Emily Column photo2.jpgEmily Schilling
Editor



This month’s showcase of reader-submitted classic car tales should interest even those who aren’t car enthusiasts. Memories of teenage years, recollections of families restoring their beloved cars together, amazing tales of being reunited with that first car or one just like it … all seem to strike a universal sentimental chord with us.

One of the entries even sent my mind off along another path. As a teen, Tom L. Brown made the interior of his ’39 Chevy smell good by sprinkling Old Spice After Shave in the heater, then turning it on. Tom’s air-freshening trick got me thinking about how powerful our senses of smell are, and how much they affect our perceptions and how we think.

Studies have shown our brains actually respond to certain scents in specific ways. There’s even a research facility, the Smell and Taste Treatment and Research Foundation in Chicago, that’s devoted to learning more about this phenomena.

For years, I’ve heard that boiling a pot of water with cinnamon and cloves sprinkled in it will make your house smell nice and homey. This trick is supposed to be helpful if you’re trying to sell your home and have an open house scheduled. Visitors will subconsciously associate your house with pumpkin pie, hot apple cider and food-based fun times even if the only pie you’ve ever baked came from your grocer’s freezer section. If they don’t actually buy your home, your open house visitors may be inexplicably drawn back to your kitchen for years, especially in October.

### Provided information
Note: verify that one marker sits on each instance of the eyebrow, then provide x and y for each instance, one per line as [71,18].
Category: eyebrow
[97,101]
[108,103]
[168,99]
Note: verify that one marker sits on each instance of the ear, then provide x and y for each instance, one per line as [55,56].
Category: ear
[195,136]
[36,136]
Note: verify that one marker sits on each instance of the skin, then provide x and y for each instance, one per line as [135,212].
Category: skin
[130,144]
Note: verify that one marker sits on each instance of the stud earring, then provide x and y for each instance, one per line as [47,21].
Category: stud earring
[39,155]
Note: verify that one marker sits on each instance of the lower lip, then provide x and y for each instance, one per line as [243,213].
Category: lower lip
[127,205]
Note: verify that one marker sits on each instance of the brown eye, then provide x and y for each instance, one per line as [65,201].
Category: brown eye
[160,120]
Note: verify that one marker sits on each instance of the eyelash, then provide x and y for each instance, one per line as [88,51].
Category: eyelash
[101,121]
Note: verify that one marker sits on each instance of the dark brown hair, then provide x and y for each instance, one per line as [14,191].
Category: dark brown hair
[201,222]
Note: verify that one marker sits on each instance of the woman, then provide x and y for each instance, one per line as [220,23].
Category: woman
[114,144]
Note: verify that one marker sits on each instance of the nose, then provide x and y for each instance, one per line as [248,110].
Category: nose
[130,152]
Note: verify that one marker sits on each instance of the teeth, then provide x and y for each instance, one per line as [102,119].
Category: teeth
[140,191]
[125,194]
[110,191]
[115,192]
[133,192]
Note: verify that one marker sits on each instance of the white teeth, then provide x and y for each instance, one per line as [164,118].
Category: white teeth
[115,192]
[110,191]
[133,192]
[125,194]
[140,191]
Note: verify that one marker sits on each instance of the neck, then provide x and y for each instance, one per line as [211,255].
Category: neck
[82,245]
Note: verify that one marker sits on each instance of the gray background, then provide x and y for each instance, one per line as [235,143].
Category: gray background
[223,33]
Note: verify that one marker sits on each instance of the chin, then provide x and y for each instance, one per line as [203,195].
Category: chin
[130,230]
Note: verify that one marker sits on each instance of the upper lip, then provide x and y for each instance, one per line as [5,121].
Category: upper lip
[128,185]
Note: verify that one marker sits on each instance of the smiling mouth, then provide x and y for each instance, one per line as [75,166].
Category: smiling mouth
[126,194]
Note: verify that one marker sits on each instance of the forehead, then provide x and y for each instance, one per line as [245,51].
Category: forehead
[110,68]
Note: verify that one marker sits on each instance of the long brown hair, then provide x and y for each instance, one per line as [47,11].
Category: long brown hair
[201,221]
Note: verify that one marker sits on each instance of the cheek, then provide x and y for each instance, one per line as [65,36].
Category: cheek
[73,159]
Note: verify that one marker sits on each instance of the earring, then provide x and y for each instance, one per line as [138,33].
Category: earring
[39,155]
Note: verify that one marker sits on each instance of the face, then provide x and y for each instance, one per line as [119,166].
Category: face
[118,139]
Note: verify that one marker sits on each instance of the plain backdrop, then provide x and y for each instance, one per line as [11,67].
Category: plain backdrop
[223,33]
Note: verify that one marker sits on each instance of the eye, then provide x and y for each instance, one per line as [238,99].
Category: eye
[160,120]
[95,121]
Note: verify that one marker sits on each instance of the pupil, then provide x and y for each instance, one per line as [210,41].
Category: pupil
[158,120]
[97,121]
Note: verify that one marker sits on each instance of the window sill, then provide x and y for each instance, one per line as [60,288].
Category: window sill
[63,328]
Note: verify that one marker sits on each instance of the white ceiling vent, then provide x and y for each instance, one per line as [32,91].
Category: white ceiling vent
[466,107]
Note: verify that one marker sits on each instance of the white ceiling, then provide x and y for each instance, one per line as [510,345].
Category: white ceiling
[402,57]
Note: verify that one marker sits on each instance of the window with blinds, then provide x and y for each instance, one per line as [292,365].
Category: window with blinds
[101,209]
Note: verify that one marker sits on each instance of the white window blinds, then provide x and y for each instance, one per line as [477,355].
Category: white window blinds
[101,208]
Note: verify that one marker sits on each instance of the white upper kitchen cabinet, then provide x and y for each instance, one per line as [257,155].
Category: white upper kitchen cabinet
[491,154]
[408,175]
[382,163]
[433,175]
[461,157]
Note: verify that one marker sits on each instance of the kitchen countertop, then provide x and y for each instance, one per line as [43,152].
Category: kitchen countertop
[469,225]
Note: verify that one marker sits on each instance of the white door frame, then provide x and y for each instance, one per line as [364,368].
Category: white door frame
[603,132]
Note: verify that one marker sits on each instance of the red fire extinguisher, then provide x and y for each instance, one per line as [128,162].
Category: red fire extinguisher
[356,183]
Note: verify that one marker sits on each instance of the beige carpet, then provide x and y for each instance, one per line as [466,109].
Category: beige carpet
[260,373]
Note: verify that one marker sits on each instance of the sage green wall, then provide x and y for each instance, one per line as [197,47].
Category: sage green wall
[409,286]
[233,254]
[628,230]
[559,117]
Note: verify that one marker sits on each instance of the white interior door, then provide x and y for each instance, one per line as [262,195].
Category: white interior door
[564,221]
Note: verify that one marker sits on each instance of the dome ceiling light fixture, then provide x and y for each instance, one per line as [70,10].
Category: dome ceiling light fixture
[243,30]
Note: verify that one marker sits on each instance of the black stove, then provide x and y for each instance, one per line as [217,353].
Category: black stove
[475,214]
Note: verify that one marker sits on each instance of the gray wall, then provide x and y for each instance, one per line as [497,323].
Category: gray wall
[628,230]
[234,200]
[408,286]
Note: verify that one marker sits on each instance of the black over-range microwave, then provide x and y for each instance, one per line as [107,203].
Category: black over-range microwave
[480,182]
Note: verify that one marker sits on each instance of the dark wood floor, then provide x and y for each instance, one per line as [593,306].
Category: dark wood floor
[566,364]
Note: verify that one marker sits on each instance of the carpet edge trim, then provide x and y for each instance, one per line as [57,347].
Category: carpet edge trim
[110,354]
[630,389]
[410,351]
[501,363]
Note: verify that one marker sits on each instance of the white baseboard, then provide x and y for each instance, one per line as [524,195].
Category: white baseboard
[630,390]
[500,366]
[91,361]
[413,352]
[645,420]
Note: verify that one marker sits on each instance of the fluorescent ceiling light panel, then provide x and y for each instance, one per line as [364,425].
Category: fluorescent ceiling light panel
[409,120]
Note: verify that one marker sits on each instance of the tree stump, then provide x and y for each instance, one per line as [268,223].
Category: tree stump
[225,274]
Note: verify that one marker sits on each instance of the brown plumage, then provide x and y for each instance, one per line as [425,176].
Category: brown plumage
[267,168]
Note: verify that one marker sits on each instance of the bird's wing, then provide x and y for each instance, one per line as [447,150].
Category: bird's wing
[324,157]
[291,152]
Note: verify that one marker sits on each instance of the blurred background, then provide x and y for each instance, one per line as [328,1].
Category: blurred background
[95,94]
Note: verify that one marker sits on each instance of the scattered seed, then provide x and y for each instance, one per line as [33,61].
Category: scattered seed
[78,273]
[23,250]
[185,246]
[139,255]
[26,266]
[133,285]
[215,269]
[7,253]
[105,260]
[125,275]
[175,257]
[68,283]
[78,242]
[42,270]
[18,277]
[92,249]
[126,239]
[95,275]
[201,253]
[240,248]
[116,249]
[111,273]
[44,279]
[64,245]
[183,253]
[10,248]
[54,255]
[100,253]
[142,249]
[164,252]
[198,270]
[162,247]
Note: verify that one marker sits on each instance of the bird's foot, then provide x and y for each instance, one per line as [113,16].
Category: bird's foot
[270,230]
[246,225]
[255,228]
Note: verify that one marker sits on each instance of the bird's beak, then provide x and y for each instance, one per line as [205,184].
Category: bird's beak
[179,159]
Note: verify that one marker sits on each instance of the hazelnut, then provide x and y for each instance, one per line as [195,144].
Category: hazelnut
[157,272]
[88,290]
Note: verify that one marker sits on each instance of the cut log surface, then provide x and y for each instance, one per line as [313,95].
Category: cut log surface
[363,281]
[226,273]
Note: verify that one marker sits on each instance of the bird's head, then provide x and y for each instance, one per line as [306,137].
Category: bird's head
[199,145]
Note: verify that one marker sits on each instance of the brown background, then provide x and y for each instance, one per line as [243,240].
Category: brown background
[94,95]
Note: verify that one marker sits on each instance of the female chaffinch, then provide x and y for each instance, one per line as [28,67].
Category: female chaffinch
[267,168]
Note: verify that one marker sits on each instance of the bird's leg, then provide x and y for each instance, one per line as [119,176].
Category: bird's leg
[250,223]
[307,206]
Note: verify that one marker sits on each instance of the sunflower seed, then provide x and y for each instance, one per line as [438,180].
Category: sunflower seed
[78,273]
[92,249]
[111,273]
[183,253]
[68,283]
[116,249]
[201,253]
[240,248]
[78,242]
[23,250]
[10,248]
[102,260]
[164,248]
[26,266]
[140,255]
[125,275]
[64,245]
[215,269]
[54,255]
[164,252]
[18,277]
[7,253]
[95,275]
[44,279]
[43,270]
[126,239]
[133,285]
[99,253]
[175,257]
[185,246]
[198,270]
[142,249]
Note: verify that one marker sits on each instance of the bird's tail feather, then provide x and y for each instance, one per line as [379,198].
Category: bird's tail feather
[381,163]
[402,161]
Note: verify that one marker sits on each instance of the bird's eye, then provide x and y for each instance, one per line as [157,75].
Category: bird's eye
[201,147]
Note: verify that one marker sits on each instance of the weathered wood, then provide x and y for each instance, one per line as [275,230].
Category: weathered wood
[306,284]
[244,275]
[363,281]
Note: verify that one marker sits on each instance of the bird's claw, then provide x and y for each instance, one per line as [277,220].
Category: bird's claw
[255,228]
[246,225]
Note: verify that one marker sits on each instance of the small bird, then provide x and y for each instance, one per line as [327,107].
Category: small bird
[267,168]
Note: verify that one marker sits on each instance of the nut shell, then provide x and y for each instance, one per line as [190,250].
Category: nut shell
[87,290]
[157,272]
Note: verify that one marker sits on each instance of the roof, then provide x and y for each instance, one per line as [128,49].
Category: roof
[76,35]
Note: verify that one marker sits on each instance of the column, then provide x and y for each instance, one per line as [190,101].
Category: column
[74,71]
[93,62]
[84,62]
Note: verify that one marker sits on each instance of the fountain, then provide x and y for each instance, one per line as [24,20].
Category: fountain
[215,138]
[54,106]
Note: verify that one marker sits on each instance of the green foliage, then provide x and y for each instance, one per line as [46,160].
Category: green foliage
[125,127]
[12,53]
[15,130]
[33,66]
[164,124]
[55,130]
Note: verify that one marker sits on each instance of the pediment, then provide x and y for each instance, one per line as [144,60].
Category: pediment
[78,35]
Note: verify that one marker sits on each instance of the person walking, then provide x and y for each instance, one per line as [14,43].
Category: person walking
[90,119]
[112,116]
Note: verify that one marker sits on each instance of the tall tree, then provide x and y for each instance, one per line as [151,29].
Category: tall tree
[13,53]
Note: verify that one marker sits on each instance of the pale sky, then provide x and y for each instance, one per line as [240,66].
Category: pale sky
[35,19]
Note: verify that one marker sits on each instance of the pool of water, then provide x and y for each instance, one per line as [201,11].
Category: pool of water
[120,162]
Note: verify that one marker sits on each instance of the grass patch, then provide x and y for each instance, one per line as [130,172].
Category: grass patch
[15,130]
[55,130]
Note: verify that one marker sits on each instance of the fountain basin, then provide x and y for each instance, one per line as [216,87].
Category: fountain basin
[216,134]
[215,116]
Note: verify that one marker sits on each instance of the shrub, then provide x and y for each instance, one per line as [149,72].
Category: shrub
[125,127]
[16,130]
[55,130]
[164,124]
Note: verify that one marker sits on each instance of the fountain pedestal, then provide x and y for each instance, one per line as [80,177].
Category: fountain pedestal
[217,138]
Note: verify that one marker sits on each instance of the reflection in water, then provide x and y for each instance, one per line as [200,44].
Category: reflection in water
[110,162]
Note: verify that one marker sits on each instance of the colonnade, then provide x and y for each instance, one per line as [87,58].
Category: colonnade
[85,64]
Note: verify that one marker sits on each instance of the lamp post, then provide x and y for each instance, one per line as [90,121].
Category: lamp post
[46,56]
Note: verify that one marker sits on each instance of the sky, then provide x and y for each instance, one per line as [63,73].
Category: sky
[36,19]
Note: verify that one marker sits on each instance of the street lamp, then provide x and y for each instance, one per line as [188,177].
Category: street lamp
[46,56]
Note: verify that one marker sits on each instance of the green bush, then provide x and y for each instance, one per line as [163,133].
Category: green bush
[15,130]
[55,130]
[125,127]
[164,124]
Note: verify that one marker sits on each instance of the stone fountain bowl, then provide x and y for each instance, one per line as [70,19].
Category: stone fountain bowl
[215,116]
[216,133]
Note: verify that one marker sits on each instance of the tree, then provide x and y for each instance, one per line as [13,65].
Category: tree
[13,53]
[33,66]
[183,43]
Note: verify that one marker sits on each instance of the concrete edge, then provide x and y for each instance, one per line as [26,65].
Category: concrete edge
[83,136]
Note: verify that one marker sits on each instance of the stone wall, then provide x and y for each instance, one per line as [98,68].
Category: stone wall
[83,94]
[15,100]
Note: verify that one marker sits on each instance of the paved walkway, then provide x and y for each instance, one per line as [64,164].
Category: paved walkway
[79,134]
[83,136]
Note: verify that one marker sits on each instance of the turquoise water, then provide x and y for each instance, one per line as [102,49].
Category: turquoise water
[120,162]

### Set problem
Carry on the editor's column about scents and memory, picking up after its last sentence.

### Task result
Other scents make your home, well, homey. Vanilla works wonders. So does the smell of baking cookies or baking bread. (I prefer the cinnamon and cloves trick since you get the same effect with a lot less effort.)

Though the smell of baked goods may make you happy, they will also make you hungry. However, the scent of peppermint or bananas supposedly suppresses appetites.

If you don’t feel like eating, you’ll have more time to work off some excess weight. Despite what movie theater owners think, the smell of buttered popcorn gives you more energy to exercise. (Strange, but true.) So does the aroma of strawberries.

And ladies, here’s a little factoid to throw out to your loved ones — a bouquet of flowers actually does more than beautify a room and make you feel special. Its smell encourages your brain to learn faster. Talk about flower power!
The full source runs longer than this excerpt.